WHAT TO DO:
Retype, without alteration, each line from the line containing "Query: fluffy cloud" to the final line of the records.
EXTRACTED ENTRIES START
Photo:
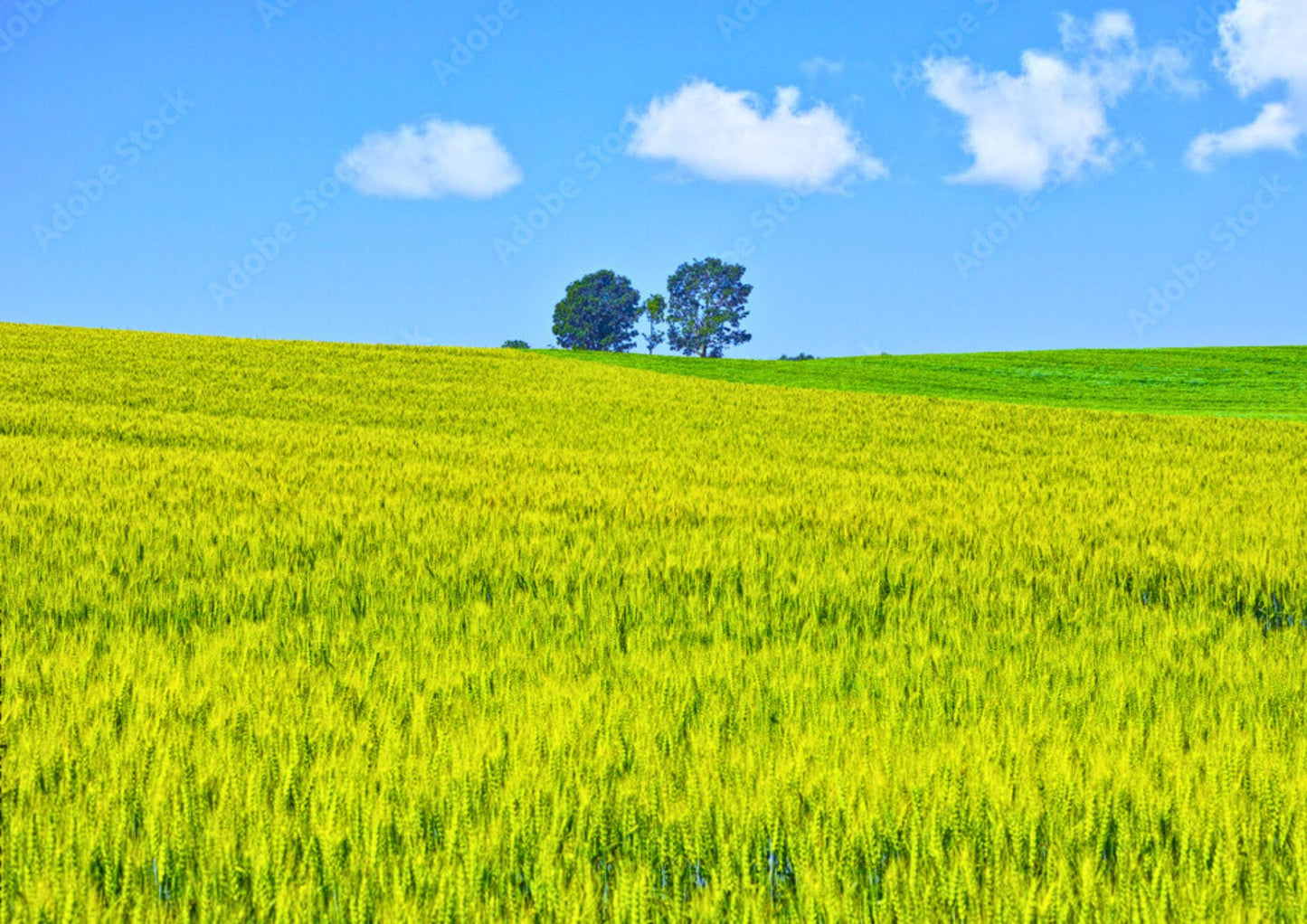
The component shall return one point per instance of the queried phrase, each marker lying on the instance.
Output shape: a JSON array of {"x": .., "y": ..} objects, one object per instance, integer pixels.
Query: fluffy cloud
[
  {"x": 438, "y": 160},
  {"x": 1263, "y": 43},
  {"x": 822, "y": 67},
  {"x": 725, "y": 135},
  {"x": 1050, "y": 122}
]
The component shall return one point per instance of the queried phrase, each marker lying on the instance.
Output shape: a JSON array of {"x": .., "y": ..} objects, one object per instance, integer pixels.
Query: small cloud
[
  {"x": 438, "y": 160},
  {"x": 728, "y": 137},
  {"x": 822, "y": 67},
  {"x": 1274, "y": 129},
  {"x": 1263, "y": 43},
  {"x": 1050, "y": 123}
]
EXTRACTED ENTRIES END
RESULT OF THIS EXERCISE:
Query: fluffy cloud
[
  {"x": 438, "y": 160},
  {"x": 1263, "y": 43},
  {"x": 822, "y": 67},
  {"x": 725, "y": 135},
  {"x": 1050, "y": 122}
]
The component shall return one point per instance of the queried phrase, each marker lying on the instance.
Output shape: a JSON array of {"x": .., "y": ..} objects, one object per instance, integer pixels.
Query: small cloud
[
  {"x": 438, "y": 160},
  {"x": 728, "y": 137},
  {"x": 822, "y": 67},
  {"x": 1274, "y": 129},
  {"x": 1263, "y": 43},
  {"x": 1050, "y": 123}
]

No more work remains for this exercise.